▶ **Written request A**:
Answer these from the thread:
(i) About how many hours of private flying does Jim say he has?
(ii) Which museum in Midland, TX has he visited a number of times?
(iii) In the evangilder reply, what does the poster say they are?

START Extracted text

# Hello everybody



## Magyckman (Oct 14, 2006)

Hello. My name is Jim and I live in Texas. I was too young to fly in WWII (born in 41) but I always wished I could have. My cousin was a waist gunner on a Fort in Europe and I used to listen to his stories by the hour along with the ones my uncle told me about the kamikaze attacks on the destroyer he was on in the Pacific.

I used to fly privately. I have about 300 hours, much of it in taildraggers. I had a photo business in the 70's and photographed, among other things, airshow performers, and Arabian horses. My photos made the cover of Trade-A-Plane 3 times, I guess that was my biggest accomplishment in that field. Probably the most fun I had was when I owned 1/2 of a Citabria, a really fun airplane. I did take a couple of lessons in a two hole Pitts. That was fun, too, but it was expensive and the wife didn't approve.

I'm retired and living in Texas now. I like to write and do digital photography. I've been to the Confederate Air Force Museum in Midland, TX a number of times and drooled over the warbirds there.

Greetings and best regards to all.


----------



## DerAdlerIstGelandet (Oct 14, 2006)

Welcome to the site, hope you enjoy your time here and I am sure we all would love to see some of the photos you have taken.


----------



## evangilder (Oct 15, 2006)

Welcome from another photographer. I too, would like to see some of your shots.


----------



## Wildcat (Oct 15, 2006)

END Extracted text

▶ **Written request B**: Render the lines of the listing as a numbered list, starting at the line that contains "[373, 222], one" and ending at the end of the listing, and omit blank lines.

START Material supplied

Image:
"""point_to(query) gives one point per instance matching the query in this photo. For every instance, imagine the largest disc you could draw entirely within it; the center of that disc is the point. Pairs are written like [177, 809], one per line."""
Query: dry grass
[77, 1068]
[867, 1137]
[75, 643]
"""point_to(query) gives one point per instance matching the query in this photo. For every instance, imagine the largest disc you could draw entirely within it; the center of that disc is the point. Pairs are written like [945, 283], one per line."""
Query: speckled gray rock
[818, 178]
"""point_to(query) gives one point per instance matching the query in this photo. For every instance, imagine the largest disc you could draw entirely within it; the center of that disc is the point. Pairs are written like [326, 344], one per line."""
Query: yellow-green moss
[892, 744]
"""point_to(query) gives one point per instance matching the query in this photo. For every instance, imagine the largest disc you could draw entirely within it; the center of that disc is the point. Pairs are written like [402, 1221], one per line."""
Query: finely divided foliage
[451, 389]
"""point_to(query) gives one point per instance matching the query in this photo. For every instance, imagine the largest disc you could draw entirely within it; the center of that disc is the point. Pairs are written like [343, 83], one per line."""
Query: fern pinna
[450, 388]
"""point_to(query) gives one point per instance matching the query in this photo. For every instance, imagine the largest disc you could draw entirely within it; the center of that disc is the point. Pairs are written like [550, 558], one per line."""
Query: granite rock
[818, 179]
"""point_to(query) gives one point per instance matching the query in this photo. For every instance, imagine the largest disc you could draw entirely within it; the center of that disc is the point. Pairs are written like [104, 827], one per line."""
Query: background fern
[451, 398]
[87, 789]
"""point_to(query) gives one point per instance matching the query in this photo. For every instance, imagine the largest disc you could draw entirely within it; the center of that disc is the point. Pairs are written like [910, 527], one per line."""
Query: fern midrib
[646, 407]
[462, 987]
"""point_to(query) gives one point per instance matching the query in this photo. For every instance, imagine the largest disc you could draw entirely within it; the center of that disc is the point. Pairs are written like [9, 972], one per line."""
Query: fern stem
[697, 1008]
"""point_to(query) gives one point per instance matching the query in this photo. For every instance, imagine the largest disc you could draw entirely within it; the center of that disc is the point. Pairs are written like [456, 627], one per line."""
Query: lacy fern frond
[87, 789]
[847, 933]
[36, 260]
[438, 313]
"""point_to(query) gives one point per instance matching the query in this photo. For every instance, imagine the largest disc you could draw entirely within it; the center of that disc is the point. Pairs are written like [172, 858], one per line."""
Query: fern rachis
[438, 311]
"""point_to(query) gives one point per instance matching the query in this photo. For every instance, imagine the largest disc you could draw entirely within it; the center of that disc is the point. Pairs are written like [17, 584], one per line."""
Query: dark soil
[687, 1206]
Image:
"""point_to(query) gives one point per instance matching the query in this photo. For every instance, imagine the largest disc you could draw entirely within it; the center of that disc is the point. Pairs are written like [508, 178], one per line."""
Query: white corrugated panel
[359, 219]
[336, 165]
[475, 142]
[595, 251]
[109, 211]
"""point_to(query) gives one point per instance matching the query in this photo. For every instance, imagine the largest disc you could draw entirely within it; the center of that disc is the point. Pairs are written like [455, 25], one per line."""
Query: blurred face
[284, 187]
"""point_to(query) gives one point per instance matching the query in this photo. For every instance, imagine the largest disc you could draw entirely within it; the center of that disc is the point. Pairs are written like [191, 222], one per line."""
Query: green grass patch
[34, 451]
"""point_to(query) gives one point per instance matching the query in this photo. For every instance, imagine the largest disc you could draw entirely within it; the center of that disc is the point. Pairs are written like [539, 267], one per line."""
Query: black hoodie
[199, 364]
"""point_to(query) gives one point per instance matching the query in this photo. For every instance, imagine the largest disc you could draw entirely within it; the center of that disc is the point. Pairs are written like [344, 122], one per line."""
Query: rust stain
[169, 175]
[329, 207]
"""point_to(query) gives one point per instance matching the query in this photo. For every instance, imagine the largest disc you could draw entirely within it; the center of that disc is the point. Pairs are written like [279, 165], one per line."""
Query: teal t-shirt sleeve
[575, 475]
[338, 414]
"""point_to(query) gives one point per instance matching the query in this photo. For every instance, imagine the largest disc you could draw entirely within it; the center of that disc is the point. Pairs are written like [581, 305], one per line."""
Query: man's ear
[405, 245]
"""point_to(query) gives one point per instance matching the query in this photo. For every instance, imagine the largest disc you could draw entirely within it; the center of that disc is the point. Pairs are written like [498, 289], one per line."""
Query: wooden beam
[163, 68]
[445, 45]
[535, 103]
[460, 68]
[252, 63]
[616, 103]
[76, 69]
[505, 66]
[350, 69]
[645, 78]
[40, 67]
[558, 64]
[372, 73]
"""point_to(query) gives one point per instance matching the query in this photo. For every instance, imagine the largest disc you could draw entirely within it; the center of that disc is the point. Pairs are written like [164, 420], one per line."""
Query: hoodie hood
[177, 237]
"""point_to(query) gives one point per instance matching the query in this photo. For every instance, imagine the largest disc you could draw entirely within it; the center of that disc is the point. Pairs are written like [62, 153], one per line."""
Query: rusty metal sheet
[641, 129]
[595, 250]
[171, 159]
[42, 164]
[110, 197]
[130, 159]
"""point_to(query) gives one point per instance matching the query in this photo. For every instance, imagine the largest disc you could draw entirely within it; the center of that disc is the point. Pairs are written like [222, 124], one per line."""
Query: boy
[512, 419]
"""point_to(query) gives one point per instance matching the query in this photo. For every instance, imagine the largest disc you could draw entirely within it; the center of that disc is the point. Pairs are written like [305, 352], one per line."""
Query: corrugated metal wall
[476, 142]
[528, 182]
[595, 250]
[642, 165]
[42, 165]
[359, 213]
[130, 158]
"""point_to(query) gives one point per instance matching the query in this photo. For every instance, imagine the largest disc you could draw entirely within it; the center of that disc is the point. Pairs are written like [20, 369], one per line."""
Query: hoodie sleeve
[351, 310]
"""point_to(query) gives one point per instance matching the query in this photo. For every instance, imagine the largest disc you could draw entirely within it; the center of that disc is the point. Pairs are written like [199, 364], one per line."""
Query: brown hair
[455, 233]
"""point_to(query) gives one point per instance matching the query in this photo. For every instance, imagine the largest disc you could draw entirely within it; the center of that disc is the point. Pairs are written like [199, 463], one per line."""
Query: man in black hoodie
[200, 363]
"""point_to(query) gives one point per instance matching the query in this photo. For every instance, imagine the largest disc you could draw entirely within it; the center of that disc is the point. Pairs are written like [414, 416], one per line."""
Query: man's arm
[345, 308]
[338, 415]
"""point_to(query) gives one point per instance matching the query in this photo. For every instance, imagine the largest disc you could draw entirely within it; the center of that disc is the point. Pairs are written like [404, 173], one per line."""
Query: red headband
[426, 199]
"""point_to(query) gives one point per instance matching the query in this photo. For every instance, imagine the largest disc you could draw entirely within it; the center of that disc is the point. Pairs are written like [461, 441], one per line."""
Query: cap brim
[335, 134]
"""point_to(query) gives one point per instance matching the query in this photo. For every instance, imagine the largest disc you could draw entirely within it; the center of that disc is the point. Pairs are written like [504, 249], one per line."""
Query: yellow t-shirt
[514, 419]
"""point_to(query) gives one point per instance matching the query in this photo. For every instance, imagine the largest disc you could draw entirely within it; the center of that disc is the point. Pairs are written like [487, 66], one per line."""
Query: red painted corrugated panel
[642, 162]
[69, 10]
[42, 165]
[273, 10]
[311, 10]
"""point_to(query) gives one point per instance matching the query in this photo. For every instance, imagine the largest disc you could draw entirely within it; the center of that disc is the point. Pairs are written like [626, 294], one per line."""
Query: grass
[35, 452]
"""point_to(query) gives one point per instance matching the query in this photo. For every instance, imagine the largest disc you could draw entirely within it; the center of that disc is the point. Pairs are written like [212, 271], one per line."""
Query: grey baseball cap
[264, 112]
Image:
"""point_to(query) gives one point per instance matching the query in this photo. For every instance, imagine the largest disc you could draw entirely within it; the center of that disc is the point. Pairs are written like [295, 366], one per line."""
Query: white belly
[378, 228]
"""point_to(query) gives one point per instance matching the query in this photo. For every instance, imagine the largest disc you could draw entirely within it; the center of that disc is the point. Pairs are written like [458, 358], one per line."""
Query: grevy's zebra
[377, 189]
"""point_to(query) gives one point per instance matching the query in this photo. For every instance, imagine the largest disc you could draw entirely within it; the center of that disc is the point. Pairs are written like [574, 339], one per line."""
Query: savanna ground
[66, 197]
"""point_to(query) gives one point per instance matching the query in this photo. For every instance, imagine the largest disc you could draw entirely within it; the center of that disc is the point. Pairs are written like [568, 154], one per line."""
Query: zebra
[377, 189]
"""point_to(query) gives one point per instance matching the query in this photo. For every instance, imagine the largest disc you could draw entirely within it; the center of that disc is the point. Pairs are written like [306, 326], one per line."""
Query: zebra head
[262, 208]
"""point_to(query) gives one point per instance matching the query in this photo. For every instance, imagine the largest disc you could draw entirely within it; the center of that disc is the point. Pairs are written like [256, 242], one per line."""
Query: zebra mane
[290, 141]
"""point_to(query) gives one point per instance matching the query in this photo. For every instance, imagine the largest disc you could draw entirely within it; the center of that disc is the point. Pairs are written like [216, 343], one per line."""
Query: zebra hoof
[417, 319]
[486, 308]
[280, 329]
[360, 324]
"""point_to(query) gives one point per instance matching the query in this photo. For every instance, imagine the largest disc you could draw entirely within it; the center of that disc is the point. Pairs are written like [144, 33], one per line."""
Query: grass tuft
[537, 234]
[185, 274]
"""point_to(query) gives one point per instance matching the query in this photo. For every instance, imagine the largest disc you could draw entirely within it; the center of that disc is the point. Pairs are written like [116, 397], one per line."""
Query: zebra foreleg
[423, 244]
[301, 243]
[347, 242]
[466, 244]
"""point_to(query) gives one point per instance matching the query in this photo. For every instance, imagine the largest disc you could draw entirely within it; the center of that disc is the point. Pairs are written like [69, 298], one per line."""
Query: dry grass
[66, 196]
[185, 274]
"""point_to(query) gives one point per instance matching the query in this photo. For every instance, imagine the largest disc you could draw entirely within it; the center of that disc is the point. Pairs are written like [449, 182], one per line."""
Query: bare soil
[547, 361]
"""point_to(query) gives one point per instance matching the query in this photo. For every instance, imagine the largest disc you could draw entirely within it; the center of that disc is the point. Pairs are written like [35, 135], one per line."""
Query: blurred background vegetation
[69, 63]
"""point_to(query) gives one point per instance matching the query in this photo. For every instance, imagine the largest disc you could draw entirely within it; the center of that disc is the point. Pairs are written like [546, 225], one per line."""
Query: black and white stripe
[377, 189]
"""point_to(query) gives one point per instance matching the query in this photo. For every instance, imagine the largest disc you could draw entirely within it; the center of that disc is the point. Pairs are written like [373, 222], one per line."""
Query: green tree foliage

END Material supplied

▶ **Full solution A**:
(i) About 300 hours.
(ii) The Confederate Air Force Museum.
(iii) Another photographer.

▶ **Full solution B**:
1. """point_to(query) gives one point per instance matching the query in this photo. For every instance, imagine the largest disc you could draw entirely within it; the center of that disc is the point. Pairs are written like [373, 222], one per line."""
2. Query: green tree foliage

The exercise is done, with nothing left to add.